▸ **Set of tasks**
1. In the commentary on the Left's fears, who at Politico sees Steve Bannon and Peter Thiel as purveyors of an "illiberal theory of politics"?
2. Retype part of the commentary on the Left's fears, beginning at the words "What is emerging" and stopping after "bad for everyone.".
3. Write what comes next in the commentary on the Left's fears, picking up after its final sentence.

[Start Excerpt to read]

The one exception to its serene confidence was the time it was challenged by Hitler’s fascist heresy; a heresy sprung from themselves and like them had an apocalyptic plan. That collision with a self-aware opposition left them so shaken they have been on the lookout for a similar foe ever since. The challenge now emerging seems to fulfilfill the nightmare  because it is alarmingly self-aware, fed by social media and nurtured by the Internet.  One threat estimate is provided by Jedediah Purdy of Politico who see in Steve Bannon and Peter Thiel  purveyors an “illiberal theory of politics”.

What is emerging may not be the foe the Left fears. Because it is conscious like themselves they are afraid. Perhaps they are right to be frightened.  As Ken Watanabe noted in Godzilla, nature often creates one monster to destroy another. Monsters are bad for everyone.

[End Excerpt to read]
[Start Entries provided]

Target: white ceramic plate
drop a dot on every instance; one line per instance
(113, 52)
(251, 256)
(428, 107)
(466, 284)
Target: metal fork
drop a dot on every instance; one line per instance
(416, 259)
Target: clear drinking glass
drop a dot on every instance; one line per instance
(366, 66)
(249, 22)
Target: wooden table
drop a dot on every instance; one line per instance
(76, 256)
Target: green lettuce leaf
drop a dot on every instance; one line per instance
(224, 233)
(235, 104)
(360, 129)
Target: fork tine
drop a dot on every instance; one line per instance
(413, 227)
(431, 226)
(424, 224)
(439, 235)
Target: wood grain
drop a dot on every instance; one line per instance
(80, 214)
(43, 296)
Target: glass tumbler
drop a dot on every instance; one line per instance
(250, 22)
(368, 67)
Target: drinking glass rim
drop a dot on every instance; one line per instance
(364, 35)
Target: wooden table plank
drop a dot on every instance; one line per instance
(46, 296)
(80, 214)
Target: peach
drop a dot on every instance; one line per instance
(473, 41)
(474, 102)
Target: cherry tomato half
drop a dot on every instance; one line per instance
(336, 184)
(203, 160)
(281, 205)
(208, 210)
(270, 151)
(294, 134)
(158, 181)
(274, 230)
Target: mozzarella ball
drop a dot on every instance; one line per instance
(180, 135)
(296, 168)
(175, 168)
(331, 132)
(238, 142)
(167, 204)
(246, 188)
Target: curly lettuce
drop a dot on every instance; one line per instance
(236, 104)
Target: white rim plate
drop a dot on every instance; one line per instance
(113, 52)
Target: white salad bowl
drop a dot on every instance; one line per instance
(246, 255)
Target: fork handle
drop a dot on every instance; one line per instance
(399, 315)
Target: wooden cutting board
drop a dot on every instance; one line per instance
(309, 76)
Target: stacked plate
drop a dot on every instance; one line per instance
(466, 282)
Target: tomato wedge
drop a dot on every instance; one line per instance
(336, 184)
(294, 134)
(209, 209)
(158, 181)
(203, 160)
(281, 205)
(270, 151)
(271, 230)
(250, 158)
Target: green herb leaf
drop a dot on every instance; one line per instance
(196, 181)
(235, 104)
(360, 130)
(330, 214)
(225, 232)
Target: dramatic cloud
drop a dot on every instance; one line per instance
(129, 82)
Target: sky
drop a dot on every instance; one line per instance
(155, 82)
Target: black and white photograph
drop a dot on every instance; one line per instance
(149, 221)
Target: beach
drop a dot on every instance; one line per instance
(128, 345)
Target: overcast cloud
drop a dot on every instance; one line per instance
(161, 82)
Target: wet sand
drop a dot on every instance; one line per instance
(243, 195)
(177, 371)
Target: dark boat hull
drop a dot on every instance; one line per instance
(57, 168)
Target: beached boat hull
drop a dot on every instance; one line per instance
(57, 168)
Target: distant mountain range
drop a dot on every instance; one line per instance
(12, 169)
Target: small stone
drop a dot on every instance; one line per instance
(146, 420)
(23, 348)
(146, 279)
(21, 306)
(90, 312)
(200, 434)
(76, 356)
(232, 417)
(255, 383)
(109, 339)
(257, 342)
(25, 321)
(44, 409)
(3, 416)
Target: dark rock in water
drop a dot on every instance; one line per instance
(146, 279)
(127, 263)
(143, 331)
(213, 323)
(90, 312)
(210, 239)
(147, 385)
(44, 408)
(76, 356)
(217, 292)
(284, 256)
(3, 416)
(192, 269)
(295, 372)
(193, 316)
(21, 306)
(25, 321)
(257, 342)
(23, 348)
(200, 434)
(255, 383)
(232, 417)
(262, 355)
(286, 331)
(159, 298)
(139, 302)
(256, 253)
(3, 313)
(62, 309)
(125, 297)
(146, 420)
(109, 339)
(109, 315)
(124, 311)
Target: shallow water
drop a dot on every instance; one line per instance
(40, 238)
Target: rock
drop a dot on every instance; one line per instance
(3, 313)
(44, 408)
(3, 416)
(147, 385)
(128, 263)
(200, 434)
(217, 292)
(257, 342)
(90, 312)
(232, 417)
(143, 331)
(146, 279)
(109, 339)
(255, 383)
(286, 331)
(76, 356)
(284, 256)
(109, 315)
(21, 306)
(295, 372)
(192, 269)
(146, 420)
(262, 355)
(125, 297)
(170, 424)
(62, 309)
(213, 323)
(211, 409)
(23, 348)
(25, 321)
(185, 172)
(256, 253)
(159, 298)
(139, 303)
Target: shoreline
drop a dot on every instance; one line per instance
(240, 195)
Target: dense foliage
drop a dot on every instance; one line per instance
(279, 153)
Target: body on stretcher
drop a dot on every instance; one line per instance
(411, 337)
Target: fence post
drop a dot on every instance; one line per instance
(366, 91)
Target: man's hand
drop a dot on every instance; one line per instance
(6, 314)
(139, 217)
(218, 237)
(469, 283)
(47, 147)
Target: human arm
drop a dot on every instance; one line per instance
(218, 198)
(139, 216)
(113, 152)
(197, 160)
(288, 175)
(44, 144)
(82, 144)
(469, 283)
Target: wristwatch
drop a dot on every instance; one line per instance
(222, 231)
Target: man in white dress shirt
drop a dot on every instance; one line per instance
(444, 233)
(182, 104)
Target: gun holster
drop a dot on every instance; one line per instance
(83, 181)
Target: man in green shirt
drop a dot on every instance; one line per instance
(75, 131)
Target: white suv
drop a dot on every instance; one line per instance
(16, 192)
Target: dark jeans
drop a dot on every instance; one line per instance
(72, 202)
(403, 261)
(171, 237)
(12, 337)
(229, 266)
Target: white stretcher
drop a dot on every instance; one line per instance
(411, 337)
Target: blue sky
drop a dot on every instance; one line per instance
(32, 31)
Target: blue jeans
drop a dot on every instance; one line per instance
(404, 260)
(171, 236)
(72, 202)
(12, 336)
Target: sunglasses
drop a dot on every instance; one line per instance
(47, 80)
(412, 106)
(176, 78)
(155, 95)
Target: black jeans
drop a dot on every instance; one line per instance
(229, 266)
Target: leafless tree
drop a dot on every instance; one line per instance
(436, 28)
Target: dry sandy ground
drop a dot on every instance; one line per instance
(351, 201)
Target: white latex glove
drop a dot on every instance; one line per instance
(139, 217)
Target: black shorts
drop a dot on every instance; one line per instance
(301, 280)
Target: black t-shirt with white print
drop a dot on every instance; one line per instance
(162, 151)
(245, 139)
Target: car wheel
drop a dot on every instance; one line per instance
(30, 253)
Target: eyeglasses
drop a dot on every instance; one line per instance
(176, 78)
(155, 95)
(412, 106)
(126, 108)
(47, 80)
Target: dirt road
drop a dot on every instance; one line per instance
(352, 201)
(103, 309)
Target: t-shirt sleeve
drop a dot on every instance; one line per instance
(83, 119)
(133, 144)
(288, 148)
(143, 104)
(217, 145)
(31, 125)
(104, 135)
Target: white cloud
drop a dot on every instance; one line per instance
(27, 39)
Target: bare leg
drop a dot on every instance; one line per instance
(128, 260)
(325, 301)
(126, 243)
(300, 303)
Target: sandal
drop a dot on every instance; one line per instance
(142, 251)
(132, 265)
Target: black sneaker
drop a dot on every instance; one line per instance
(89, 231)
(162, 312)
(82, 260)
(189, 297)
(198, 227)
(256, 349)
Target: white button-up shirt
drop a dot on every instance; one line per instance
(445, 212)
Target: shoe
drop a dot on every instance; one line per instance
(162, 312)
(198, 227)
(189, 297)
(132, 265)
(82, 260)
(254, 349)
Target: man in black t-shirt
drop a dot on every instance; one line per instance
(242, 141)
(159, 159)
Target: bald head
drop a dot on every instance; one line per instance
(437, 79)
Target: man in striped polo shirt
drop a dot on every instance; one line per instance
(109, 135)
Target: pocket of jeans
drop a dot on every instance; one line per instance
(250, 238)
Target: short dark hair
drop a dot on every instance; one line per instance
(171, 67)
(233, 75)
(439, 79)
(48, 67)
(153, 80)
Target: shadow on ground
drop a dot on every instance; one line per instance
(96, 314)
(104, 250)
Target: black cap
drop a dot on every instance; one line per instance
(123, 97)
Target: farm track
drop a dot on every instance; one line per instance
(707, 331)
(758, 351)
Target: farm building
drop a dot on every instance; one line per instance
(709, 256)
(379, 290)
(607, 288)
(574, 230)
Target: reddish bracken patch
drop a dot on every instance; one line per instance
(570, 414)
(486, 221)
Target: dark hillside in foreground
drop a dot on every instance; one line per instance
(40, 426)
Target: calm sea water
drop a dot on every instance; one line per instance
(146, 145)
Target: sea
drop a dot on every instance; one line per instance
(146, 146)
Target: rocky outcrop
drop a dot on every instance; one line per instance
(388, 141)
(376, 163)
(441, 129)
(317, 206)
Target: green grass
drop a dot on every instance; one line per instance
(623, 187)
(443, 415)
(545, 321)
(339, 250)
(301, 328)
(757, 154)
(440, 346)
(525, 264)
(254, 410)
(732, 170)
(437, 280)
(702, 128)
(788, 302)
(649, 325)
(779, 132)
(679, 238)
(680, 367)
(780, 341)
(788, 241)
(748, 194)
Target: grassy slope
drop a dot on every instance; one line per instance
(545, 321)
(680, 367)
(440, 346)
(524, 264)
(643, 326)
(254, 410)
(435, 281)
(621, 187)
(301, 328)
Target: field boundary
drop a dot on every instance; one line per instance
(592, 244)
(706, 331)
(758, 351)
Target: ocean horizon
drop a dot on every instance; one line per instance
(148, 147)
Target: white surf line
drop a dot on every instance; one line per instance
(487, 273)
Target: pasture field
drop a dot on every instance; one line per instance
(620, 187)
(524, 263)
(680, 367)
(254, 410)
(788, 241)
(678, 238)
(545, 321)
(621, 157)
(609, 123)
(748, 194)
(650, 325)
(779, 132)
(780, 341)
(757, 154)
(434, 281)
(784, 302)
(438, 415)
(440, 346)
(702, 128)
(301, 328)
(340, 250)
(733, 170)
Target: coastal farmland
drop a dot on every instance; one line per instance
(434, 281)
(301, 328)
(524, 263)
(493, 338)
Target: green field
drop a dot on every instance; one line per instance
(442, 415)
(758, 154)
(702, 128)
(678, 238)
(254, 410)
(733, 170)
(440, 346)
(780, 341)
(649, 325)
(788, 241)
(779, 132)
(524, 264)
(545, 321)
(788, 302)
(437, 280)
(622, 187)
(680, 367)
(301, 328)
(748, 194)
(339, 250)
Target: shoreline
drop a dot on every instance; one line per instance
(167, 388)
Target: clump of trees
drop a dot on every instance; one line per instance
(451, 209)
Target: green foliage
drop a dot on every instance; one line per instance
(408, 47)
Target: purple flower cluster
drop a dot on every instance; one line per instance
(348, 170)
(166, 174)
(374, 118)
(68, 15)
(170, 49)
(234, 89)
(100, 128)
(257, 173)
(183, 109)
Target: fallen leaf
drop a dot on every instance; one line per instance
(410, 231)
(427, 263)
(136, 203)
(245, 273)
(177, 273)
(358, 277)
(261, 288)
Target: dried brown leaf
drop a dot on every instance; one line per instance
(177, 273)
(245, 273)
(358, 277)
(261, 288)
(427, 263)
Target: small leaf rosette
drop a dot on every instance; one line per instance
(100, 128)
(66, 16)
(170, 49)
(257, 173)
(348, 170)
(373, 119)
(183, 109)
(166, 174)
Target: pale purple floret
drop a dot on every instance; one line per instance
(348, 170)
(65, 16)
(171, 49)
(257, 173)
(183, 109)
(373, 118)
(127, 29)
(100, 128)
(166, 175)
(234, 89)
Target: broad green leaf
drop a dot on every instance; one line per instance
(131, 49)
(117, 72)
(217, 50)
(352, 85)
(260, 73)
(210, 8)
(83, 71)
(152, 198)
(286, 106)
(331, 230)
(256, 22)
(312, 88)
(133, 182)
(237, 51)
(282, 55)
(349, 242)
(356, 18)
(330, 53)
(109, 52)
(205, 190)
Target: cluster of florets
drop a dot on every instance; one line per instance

[End Entries provided]

▸ **The answers**
1. Jedediah Purdy

2.
What is emerging may not be the foe the Left fears. Because it is conscious like themselves they are afraid. Perhaps they are right to be frightened.  As Ken Watanabe noted in Godzilla, nature often creates one monster to destroy another. Monsters are bad for everyone.

3.
But it is also unlike them.  The old frameworks assumed that threats would be mirror images of each other but with different agendas. Yet as Dilbert’s Scott Adams notes the reliable strategems of the past are failing because they have unintended consequences in the 21st century. The costs of closed, elite systems pursuing closed ideologies are now very high compared to the available alternatives.  Consensus is no longer adequate for pronouncing on the truth and bureaucracies are no longer capable of enforcing edicts from on high.  Echo chambers are no inherently unstable without some form of interaffinity group cross fertilization and trading of ideas to keep them from become inbred and decadent.  The once all powerful conspiratorial cell has become an airless prison, its advantages no longer worth the loss of connectivity.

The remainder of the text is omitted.